## MATERIALS PROVIDED:
········

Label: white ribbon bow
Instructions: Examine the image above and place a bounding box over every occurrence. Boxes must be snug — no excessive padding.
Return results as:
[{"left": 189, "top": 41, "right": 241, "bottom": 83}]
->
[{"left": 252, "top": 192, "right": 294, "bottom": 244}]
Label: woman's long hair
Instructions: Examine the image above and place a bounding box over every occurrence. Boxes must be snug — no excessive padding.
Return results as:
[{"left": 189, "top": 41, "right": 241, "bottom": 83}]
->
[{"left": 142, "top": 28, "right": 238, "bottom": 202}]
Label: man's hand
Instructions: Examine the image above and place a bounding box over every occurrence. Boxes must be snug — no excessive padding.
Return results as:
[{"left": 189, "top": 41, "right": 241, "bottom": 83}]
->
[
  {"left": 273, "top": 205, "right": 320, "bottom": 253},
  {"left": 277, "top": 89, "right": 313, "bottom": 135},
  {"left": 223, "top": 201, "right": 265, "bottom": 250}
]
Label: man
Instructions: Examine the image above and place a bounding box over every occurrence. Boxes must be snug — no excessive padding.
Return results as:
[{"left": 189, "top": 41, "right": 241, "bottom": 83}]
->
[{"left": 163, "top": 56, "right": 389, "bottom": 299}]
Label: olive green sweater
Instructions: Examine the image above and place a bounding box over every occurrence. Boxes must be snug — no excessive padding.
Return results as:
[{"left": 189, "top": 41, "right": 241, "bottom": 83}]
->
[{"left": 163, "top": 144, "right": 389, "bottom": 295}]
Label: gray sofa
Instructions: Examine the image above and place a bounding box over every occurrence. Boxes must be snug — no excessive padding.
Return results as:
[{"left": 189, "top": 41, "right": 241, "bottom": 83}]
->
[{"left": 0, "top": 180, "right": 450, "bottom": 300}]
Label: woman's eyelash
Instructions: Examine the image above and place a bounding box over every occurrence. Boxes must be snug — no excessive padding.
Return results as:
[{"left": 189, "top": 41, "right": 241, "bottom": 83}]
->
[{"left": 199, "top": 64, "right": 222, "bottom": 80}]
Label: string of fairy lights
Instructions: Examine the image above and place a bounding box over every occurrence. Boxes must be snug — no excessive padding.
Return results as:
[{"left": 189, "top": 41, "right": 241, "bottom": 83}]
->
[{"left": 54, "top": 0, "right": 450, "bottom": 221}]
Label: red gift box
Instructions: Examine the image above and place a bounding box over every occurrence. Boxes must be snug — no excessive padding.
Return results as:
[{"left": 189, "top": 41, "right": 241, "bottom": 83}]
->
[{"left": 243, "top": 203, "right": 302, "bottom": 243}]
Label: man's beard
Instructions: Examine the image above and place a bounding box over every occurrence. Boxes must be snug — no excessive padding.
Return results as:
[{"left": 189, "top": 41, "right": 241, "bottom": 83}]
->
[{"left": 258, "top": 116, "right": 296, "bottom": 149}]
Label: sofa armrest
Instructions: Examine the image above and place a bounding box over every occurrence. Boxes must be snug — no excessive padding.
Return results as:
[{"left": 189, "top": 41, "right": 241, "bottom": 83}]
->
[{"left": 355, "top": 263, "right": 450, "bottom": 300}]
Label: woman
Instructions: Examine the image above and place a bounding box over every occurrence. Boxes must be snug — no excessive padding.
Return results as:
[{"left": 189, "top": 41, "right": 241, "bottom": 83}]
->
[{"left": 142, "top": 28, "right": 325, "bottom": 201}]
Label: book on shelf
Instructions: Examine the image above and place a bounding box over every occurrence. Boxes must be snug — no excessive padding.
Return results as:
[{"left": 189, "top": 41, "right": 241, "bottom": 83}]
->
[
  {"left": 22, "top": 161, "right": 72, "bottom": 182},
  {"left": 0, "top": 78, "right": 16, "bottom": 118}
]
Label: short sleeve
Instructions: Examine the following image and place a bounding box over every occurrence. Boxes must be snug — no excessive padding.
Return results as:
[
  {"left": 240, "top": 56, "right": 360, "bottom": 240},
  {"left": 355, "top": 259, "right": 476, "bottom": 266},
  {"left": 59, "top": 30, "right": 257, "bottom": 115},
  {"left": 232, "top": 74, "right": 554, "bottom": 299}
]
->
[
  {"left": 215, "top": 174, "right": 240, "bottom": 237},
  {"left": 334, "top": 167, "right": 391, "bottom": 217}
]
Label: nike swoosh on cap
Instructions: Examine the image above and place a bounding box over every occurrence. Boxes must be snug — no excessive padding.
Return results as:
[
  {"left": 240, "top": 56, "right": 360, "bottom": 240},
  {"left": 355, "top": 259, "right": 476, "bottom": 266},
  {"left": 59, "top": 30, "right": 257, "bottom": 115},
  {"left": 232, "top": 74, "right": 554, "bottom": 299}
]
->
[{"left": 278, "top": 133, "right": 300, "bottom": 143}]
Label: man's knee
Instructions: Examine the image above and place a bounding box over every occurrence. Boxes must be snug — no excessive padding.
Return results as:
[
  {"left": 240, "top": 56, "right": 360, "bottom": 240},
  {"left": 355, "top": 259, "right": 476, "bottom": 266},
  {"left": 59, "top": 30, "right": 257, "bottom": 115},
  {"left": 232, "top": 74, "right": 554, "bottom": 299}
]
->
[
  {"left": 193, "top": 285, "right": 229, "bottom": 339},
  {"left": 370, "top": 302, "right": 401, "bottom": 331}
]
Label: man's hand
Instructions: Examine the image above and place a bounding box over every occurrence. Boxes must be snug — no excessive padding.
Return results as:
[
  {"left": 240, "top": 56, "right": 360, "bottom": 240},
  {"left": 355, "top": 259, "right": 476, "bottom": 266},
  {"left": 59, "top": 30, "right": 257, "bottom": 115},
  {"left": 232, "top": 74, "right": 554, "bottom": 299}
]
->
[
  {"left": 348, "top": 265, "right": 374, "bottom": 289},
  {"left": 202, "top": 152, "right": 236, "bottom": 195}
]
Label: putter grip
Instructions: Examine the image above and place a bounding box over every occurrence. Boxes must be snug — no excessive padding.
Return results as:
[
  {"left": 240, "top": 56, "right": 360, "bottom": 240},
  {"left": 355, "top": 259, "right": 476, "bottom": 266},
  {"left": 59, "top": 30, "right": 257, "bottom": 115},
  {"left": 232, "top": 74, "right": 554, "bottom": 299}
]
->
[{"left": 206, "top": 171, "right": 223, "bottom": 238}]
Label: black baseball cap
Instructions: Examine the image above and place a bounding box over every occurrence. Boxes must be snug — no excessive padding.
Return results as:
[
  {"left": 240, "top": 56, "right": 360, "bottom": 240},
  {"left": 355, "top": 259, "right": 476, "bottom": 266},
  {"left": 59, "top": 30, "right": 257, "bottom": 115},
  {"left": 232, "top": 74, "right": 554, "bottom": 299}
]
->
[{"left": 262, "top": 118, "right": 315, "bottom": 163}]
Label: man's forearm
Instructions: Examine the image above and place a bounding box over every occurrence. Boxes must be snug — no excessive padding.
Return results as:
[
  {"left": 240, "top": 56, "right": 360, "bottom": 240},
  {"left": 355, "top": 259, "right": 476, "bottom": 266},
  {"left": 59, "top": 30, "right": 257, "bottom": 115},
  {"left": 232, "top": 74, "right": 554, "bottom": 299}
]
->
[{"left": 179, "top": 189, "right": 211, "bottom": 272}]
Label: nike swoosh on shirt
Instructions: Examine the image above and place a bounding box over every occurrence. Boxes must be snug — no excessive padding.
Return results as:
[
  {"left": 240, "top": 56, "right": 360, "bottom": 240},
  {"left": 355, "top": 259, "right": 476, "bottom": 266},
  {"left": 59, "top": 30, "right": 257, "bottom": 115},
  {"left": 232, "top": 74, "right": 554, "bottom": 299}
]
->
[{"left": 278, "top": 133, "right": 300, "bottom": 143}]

········

## TASK TO CARRY OUT:
Return every line of the records that contains the word "woman".

## TASK ANSWER:
Label: woman's long hair
Label: woman's eyelash
Label: woman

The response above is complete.